_STATED GOAL_
Omit the images, then output each of the records below exactly.

[Lines of data]
● ● ● ● ●
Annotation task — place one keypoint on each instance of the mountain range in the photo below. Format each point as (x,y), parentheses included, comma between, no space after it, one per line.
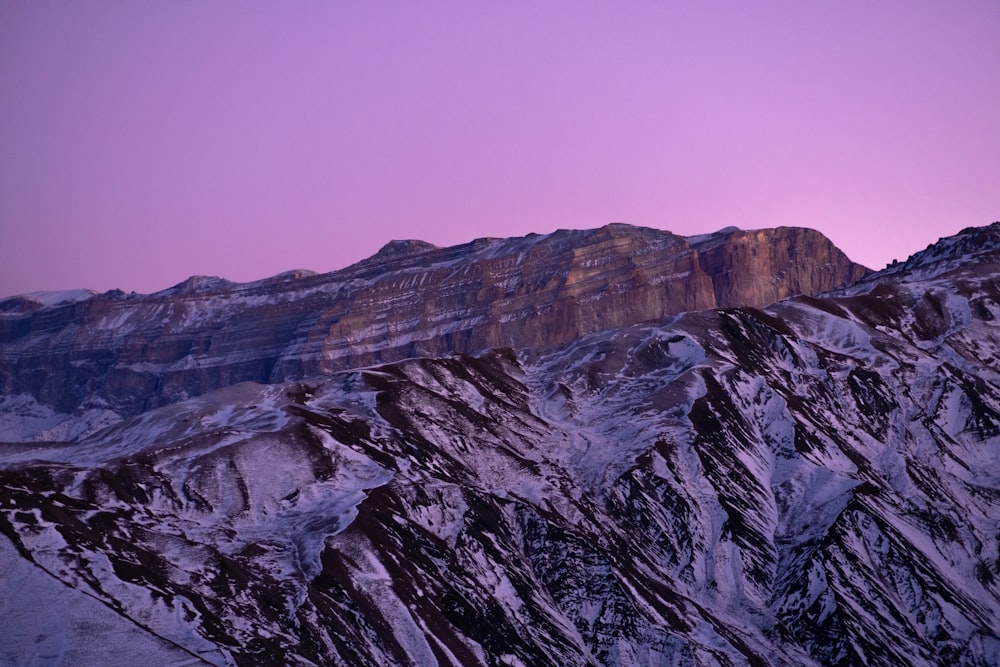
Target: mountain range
(606,447)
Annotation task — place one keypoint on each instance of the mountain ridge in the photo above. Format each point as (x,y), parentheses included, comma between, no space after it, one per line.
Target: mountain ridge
(812,482)
(132,352)
(815,481)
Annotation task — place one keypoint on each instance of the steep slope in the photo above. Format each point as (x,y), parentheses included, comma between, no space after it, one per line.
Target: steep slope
(124,354)
(815,482)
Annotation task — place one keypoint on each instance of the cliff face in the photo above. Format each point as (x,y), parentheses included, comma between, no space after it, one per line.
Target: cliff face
(816,482)
(129,353)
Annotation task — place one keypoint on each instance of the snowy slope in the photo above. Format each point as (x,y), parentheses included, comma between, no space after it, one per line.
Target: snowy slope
(815,482)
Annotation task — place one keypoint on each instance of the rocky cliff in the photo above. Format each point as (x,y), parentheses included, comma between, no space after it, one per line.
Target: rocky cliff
(812,482)
(126,353)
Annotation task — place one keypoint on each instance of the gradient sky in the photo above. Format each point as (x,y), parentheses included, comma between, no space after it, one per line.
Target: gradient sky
(143,142)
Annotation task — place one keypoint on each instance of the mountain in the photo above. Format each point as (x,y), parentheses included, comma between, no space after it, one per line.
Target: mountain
(120,354)
(814,481)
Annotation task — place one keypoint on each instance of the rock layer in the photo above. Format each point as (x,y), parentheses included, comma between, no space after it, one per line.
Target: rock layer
(129,353)
(816,482)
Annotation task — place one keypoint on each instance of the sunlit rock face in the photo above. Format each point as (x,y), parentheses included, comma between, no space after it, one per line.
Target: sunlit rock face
(130,353)
(811,482)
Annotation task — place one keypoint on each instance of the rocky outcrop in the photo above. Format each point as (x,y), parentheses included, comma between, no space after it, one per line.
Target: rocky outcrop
(816,482)
(131,352)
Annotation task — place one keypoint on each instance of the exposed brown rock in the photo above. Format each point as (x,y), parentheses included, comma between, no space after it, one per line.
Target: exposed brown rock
(410,299)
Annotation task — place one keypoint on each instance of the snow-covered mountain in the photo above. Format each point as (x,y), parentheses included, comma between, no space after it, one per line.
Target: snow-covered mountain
(814,481)
(119,354)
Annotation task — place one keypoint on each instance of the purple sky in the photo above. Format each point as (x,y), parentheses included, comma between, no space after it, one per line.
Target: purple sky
(143,142)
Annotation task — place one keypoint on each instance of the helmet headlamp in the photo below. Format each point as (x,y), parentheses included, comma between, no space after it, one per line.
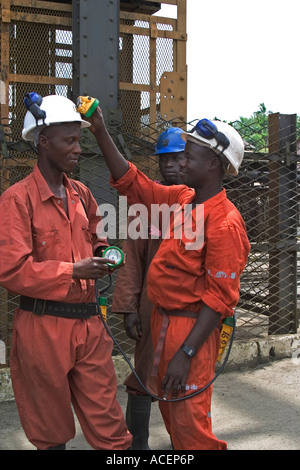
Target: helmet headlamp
(209,130)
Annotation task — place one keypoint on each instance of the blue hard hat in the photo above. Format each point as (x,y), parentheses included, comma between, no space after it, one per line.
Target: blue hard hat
(170,141)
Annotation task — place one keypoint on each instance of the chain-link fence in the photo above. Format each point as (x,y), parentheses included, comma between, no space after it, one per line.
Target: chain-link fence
(266,192)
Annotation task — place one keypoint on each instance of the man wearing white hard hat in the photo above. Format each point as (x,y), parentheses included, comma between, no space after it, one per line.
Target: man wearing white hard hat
(51,255)
(193,289)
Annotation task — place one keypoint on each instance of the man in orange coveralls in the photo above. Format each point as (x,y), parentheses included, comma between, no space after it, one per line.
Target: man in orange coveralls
(49,250)
(130,297)
(192,290)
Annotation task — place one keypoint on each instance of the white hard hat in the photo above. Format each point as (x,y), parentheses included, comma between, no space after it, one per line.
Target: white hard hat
(58,110)
(223,139)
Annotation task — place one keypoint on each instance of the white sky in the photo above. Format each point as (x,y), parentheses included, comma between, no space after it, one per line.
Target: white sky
(241,53)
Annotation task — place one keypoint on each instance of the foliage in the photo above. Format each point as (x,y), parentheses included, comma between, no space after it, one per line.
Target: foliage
(254,129)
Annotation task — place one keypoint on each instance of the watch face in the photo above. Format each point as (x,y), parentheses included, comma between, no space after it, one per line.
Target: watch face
(114,254)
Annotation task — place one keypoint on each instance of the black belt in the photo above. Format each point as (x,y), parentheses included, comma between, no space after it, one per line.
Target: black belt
(58,309)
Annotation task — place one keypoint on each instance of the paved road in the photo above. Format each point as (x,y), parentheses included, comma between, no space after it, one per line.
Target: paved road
(254,409)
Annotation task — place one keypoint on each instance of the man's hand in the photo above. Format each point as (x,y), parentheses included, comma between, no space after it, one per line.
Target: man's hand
(91,268)
(176,374)
(96,121)
(132,326)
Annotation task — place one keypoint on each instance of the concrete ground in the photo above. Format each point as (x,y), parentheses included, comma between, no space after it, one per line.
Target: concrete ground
(253,409)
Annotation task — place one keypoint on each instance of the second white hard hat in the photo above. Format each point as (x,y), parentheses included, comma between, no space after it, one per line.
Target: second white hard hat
(58,110)
(223,139)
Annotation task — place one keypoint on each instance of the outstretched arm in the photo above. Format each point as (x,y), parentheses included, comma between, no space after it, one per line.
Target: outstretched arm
(115,161)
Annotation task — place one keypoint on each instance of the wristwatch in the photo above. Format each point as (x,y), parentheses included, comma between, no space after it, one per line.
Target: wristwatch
(189,350)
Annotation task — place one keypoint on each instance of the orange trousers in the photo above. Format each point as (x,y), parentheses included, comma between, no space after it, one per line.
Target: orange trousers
(55,362)
(189,421)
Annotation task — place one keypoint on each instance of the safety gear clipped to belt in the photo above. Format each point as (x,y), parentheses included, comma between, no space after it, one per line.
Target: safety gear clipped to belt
(58,309)
(225,334)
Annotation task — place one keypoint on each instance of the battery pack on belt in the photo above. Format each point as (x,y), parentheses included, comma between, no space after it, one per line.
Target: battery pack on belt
(58,309)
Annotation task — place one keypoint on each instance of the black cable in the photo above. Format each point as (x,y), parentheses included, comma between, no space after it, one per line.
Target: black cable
(185,397)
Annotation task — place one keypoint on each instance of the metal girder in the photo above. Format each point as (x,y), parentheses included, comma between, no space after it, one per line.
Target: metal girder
(96,28)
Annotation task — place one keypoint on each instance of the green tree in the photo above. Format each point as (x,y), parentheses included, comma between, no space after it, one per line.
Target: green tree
(254,129)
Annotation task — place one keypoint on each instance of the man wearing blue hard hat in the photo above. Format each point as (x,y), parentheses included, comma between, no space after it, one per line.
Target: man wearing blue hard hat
(130,296)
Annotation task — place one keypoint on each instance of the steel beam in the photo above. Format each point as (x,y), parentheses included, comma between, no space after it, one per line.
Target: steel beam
(96,28)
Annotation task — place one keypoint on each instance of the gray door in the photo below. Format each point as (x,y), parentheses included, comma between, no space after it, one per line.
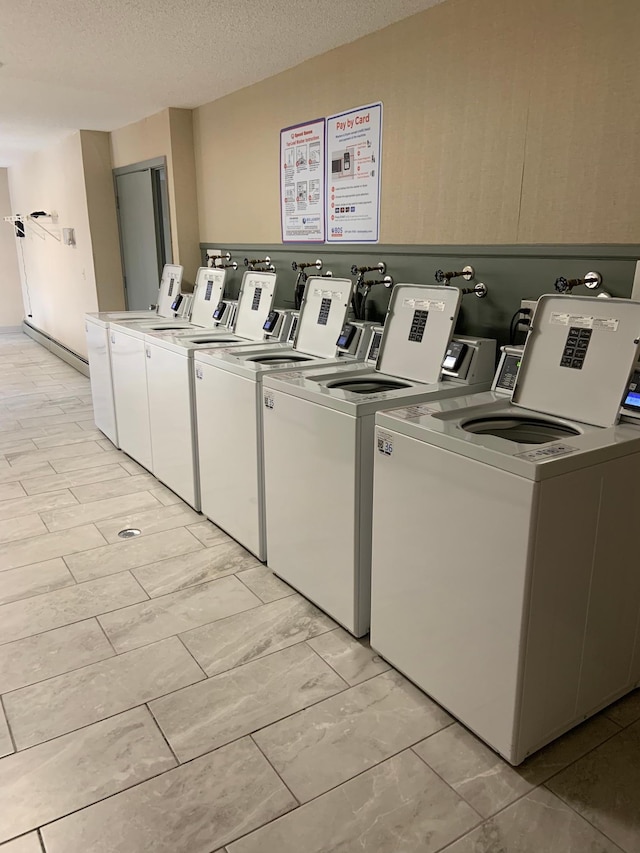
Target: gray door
(141,251)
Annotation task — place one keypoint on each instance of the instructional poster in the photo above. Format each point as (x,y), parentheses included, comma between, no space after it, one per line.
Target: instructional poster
(302,182)
(354,149)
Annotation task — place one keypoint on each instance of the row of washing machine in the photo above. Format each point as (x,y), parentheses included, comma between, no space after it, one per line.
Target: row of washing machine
(489,535)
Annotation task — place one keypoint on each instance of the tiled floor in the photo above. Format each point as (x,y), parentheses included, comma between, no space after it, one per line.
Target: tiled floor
(168,694)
● ● ● ● ●
_SOLUTION FOR THIS EXERCISE_
Annotation task — place one keypoint on each instance of the mountain range in the photo below. Format each point as (x,y), parentheses included, comma between, no space after it, one per line.
Target: mountain range
(606,447)
Annotation task — place one keypoint on each instance of the mountain ridge in the photo above. Format each point as (x,y), parentheses included, comma between, no space after it, one per line.
Target: mountain ridge
(812,482)
(132,352)
(815,481)
Annotation task — place one keypoint on each instance of the steep slope in the photo above. Format each point as (x,y), parentheses included, comma between, no space after it, one per line.
Target: steep slope
(124,354)
(815,482)
Annotation task — place one keypoint on each instance of the cliff face in the photo above. Format each point as (x,y), parentheses included, comma between, no space after it, one per line.
Target: cliff face
(816,482)
(129,353)
Annotation task — place one keypoint on each instance of the snowy slope in the photo above. Format each point as (x,y), parentheses included, comma between, no space after it, one per line.
Target: snowy slope
(815,482)
Annotation task — place one keypoint on each instance of the rocky cliff in the photo above. Format each point as (x,y), parentheses included, comma between, no space after it, one per line.
Target: rocky cliff
(812,482)
(126,353)
Annotation task — place one keypoint on each instance of the gradient sky in the photo above. Format each point as (x,y), parentheses included, comma between, no space after it, one per line.
Target: gradient sky
(143,142)
Annotation task — place one keypoint on each instance of the mountain in the photo above. Format each point as (x,y), parentheses included, comma between, no space after it, one per line.
Target: mountain
(120,354)
(814,481)
Annotation task — place one keypoint on each instance of the rock layer in the photo above. Format each point as (x,y), parentheses included, comma between, no space after it, one per line.
Target: rock layer
(129,353)
(816,482)
Annotation task — place one keypoint on each instance of the sunlit rock face in the photo above. Format each point as (x,y), parentheses included, comma between, no space after it, one per line.
Target: sunlit rock face
(130,353)
(811,482)
Annotation task — place one keypoint on each instance of the rocky outcrop in the photo above. Format each point as (x,y), parentheses included, comma between, no space after it, one per line.
Target: rocky outcrop
(816,482)
(131,352)
Annotation task — place one keypoint on each instance of the exposed brown rock in the photo above. Format each point as (x,y), parentheses included, comma between, no space after it, one per line.
Target: exposed brown rock
(410,299)
Annotation task — place one keypoint on each instance of the snow-covered mountain in the photo above. Format each point as (x,y), parentheses included, comma between, no space after it, one per line.
Target: snow-covered mountain
(814,481)
(119,354)
Annotation task — place one keypoint on each instance of the purple sky in the photo above. Format each point as (x,y), parentheses included, comma between, no space after it, one per line.
Target: purple sky
(143,142)
Annotation task — place one keypoint on each instance of the helmet headlamp in the photo below. Format each point as (x,y), parentheses included, comma between, no space after it, one per line.
Target: helmet headlamp
(209,130)
Annotation task — place one keypoint on each instance of the blue hard hat in the photo above. Format each point as (x,y), parentheses included, comma between, no space after it, one per line.
Target: blue hard hat
(170,141)
Annotation task — place one keypoint on each instance of the chain-link fence in the photo above. Format each point as (x,y), parentheses included, comma between, no space after it, one per line.
Target: chain-link fence
(266,192)
Annotation task — place one keypoint on each instance of the man wearing white hard hat in the photo above. Format each point as (x,y), parentheses included, comma between, no space after it, one per line.
Target: man wearing white hard hat
(51,255)
(193,289)
Annotation task — place one keypoint on each instance of the man in orange coveralls in the photo above. Format each point as (x,y), parentheses included, comma between, no space after it, one per line.
Target: man in orange coveralls
(49,250)
(130,297)
(192,290)
Annotation task — place one keypoint on each instance of the white hard hat in the photo above. Format each point as (x,y), parentheses included, comma between, no space after it, one per line.
Target: white hard hat
(58,110)
(223,139)
Annotation task — place one keypoint on each instance of the white sky in the photo above. Format each point as (x,y), parentheses included, comma between, no space after it, one per line.
Target: white sky
(241,53)
Annotation task — place one keypoint on each instance of the foliage in the photo above. Format each point as (x,y), parentheses included, comma between, no space after it, one per line.
Target: foliage
(254,129)
Annotation task — place one keypoint on each instance of the watch face in the photo above. Format each point as (x,y), parentheses included, comma between, no space after it, one per line.
Target: watch face
(114,254)
Annotation task — place one keypoint on each instance of the black belt in the photo above. Format each point as (x,y), parentheses included, comma between, no space after it, one per line.
Target: black belt
(58,309)
Annotation task — place one keypoint on each instance of the paved road in the photo above. Format each point as (x,y), parentheses included, comma between, no space after it, one per line.
Target: paved road
(254,409)
Annotation task — place one keypoint on each instance of the man's hand in the photo above. Format each point as (x,y), parentheses included, comma between, no space after it, one per line.
Target: man's hand
(91,268)
(176,374)
(96,121)
(132,326)
Annotation task — place one keypoint on each instance of the concrete ground in the photo above. Format each point as (x,y), parentheses included, comma between, no space after it, one per line.
Target: concrete ground
(253,409)
Annotation task — place one keypoint on each instance of the second white hard hat in the photo above. Format each point as (x,y), parentheses included, comma between, no space after it, one per line.
Target: second white hard hat
(58,110)
(223,139)
Annotation task — place one keypoint on each instance of the outstretched arm in the photo above. Format each point as (x,y), parentheses included, comma between, no space after it, one per line.
Target: outstretched arm
(115,161)
Annotation task — place one keypoint on each instance of the wristwatch in the photo above. Format each point as (x,y), parentheses included, comma between, no space after it, one per line.
Target: wristwatch
(189,350)
Annotation task — place one keypoint on each instance of the orange trousers in the photo above. Format each point as (x,y), parentheses included, comma between, no space after it, one per line.
Target: orange trousers
(55,362)
(189,421)
Annotation task — place one keypoint on each instance of the safety gear clipped to belt in the photo above. Format each point as (x,y), parentheses included, comma between, no space after it, one per line.
Target: safety gear clipped to belt
(58,309)
(225,334)
Annotation task — place one keypoint on each instance of the battery pack on belt in the photo above. Format each point as (x,y), parentheses included, comma between, no space after it, one per line.
Target: battery pack on belt
(58,309)
Annotation task — place one keypoint on each instance of the black cable in the photo above. Format each point as (x,y), parentheses included, comma between, no space after it, one per line.
Target: black cable
(185,397)
Annotation task — place one keypoint on each instance of the metal girder in the photo above. Format each point as (x,y), parentheses included, comma between, no space after it, one per line.
Target: metal girder
(96,28)
Annotation task — place one keypoint on each instance of the green tree in the photo above. Format each point as (x,y), parentheses included, comma between, no space after it, one per line.
Target: green tree
(254,129)
Annotation task — place one keypoint on each instance of the man wearing blue hard hat in the photo above. Format each point as (x,y), parentheses included, comma between, no space after it, one per line.
Target: man wearing blue hard hat
(130,296)
Annotation task — place one keypoint on each instance of the steel beam in the photo above. Format each point as (x,y), parentheses included, comma between, no space after it, one per line.
Target: steel beam
(96,28)
Annotation task — place one keypoint on each instance of the gray door in the photo below. Format each point as (x,y), parentheses included, comma between, no space after it, one per line.
Target: gray door
(141,251)
Annotation task — place one keypoint on each instance of the instructional poster in the photo above. Format each point as (x,y), parentheses included, comma between, no space after it, one per line.
Target: instructional poster
(302,182)
(354,149)
Annotation task — place one keypoint on each instance of the row of washing machine in the photo above. Format each point as (x,y), parentheses included, comma between, no space after it, one per line.
Target: row of washing machine
(489,535)
Annotation task — place one keypoint on each instance of the tiled floor in the photo above. Format each point as (x,y), parentheses included, comma between, no space after it, one per line.
Target: tiled floor
(168,694)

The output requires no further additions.